GOAL A:
From the piranha post below, name each water property the dosing unit keeps in check.
GOAL B:
Pick up the piranha post below after its final sentence and keep writing it.

═══ EXCERPT PROVIDED ═══

I understand your statements Frank. I do have the document on the sexual maturation of P.Piraya at the damn of Tres Marias. I have it has been translated 100% into English. I also have a document of a 5 year study or water parameter and weather conditions. Collecting documents of studies is part of my hobby. I also have to be as accurate and correct in my statements, they are read by many. You have much more information and data on piranhas than I currently do. This is nothing against you, but I never know when something will be presented to contradict my statements. There was the possibility that someone may produce a document with information of year round spawning.

I am trying to be the best hobbyist I can. This involves constant research and translations of documents from the past and present. Since you want me to explain myself I will.

This is my own personal ideas, and should not be duplicated unless you feel you must see the outcome.

My piraya were placed in a small tank and over populated to reduce their growth. There are people who have got piraya the same size and age as mine. Theirs are now 10 inches long and mine are 5 to 7.5 inches long. It is my belief this has worked and my piraya are smaller than they should be. There were feed very well, so they are healthy. They just have not experienced a true cleansing like the river gets during the actual rainy season. My personal experiment is to simulate the fish cut off from the river in an isolated lagoon. At the middle of my rainy season simulation tanks drastically change size, and the fish get a 400 gallon per day drip system of purified water on a dosing unit keeping pH, trace elements and hardness in check with 400 gallons of pure water added a day. This cleansing will simulate the lagoon flooding and the fish meeting up in the river. Much more vertical and horizontal swim space. No more chemicals hormones, pheromones or pollutants in the water. If there is it will be very minute. After a substantial period they will move to still a bigger tank and stabilize. There will be extremely heavy oxygenation, and all the factors to increase their metabolism. This in my opinion will generate 1st growth, and then hopefully intense desire to breed.

═══ MATERIAL PROVIDED ═══

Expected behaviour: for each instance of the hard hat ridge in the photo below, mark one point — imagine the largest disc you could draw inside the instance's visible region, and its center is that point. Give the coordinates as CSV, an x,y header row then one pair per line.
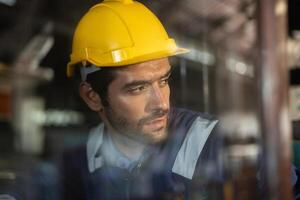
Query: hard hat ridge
x,y
112,34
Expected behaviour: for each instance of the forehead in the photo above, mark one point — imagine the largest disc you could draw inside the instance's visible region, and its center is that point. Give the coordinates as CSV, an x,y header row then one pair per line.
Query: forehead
x,y
149,70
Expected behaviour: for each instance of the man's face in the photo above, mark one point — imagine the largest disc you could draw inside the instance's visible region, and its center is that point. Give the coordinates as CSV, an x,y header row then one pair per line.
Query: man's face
x,y
138,100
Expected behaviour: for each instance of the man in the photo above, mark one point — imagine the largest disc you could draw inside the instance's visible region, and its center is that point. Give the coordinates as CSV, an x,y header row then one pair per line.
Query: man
x,y
143,149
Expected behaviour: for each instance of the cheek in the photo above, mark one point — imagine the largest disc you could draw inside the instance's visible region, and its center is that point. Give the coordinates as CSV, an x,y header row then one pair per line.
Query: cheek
x,y
132,107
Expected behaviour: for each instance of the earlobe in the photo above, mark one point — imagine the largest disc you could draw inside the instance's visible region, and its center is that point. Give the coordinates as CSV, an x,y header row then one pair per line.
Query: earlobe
x,y
91,98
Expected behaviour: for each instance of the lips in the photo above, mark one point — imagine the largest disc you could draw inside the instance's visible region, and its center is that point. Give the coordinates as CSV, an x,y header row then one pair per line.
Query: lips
x,y
156,124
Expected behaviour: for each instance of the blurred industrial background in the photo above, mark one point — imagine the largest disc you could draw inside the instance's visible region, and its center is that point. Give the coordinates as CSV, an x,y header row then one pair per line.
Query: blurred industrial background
x,y
41,114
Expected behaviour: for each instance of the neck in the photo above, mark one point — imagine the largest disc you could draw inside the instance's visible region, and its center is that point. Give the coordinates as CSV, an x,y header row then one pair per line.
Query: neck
x,y
131,148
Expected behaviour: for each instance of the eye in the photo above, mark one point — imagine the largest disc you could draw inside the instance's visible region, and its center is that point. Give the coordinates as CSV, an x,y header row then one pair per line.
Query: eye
x,y
164,82
137,89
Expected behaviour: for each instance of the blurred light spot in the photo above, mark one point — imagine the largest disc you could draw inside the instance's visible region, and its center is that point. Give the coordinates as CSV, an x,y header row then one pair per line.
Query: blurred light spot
x,y
8,2
241,68
280,8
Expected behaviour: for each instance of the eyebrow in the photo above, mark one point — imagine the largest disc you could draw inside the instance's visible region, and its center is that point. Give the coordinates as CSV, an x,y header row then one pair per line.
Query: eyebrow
x,y
144,82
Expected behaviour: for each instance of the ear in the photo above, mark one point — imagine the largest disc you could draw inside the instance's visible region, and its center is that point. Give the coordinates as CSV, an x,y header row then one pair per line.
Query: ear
x,y
91,98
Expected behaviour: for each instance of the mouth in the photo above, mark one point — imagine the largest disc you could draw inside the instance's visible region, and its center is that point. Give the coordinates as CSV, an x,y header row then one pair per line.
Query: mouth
x,y
156,124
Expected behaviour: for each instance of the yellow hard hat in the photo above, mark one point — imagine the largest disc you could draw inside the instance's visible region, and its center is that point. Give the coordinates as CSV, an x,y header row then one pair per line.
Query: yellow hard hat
x,y
120,32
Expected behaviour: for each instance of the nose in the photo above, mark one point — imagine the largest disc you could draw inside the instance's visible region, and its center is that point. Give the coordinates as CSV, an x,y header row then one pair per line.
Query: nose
x,y
158,98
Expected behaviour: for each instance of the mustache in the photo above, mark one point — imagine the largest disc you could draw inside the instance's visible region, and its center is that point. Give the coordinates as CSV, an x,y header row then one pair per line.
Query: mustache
x,y
154,115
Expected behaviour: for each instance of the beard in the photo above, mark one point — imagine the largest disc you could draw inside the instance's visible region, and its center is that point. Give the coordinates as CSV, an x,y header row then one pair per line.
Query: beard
x,y
135,130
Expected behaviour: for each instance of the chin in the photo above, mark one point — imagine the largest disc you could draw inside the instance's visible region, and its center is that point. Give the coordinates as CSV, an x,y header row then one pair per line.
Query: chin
x,y
157,137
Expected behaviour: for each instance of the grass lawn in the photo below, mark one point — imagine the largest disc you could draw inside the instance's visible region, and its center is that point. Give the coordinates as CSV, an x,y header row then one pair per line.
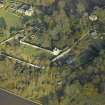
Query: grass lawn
x,y
29,54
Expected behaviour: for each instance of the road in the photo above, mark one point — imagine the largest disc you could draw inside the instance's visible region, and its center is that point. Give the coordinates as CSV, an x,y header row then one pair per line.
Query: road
x,y
7,98
67,51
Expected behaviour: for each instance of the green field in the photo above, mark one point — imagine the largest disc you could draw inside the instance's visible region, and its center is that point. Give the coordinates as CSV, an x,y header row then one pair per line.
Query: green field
x,y
29,54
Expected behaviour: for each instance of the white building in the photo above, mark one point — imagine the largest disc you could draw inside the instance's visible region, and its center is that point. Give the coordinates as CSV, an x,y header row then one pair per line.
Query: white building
x,y
56,51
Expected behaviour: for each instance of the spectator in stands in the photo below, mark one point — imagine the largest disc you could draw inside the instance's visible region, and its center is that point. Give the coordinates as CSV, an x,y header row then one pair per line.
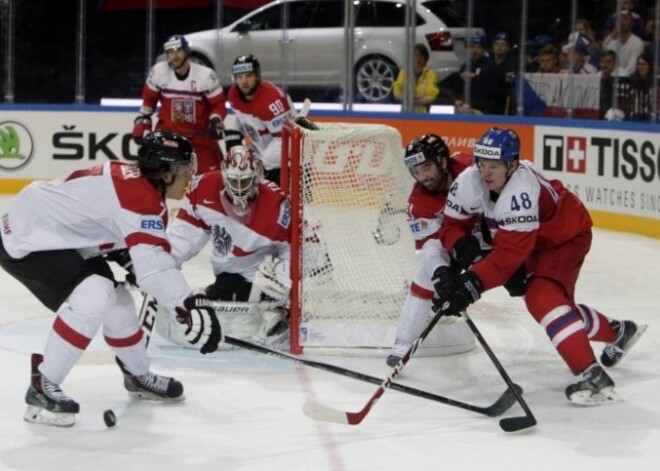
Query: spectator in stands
x,y
577,56
549,60
628,45
472,75
532,49
643,75
637,25
607,67
498,76
641,83
426,88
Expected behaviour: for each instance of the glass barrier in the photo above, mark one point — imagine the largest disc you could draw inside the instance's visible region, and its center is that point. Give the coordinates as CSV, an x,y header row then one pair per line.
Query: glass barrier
x,y
550,58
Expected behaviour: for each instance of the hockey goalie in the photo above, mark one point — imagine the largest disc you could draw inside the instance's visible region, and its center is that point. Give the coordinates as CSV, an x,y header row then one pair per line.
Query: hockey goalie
x,y
247,220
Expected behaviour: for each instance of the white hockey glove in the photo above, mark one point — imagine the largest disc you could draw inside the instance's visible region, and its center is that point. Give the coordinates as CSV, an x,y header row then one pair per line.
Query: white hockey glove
x,y
202,327
272,283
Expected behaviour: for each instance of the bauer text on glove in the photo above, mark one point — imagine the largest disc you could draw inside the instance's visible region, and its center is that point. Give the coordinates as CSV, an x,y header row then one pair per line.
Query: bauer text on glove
x,y
202,329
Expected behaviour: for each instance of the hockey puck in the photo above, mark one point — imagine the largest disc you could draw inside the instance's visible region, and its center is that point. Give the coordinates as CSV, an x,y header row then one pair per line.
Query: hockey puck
x,y
109,418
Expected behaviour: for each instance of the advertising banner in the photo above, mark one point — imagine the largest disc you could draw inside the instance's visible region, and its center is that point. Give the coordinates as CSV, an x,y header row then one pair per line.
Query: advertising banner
x,y
613,172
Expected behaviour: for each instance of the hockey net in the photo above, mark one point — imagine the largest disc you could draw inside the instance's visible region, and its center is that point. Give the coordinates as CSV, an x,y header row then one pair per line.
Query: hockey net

═══

ANSWER A:
pH, trace elements, hardness

ANSWER B:
There are some things I have noticed about piranhas. By manipulating their metabolism they will go into a very dormant state. They don't eat any food, but swim and nip. I have personally kept S.Maculatus in 6 inches of water with no food for 6 weeks. They were 7.5 to 8 inch fish; 5 were together. There was no cannibalism. This leads me to the methods of breeding snakes. I know their not fish, but from the same area and experience the same weather conditions. Their metabolism is dramatically dropped. The snakes go into a hibernation state. When brought out they eat heavy and immediately breed. I have the document on the humeralis breeding in Florida (They turned out to be rhoms). But, the winter prior to their breeding put the fish in the same conditions. I am not at liberty to share that document. I knew it existed, and couldn't find it online. I got it faxed to my job. If Frank decides to share the information he can.

I want to point out again this stuff should not be duplicated, unless you are prepared to lose fish. I have a beautiful colony of S.Maculatus and the Strawberry banana spilo. My spilo died to these conditions, and I lost one that lasted with macs for 8 months. Losing a fish is a tragedy to me. I still miss him.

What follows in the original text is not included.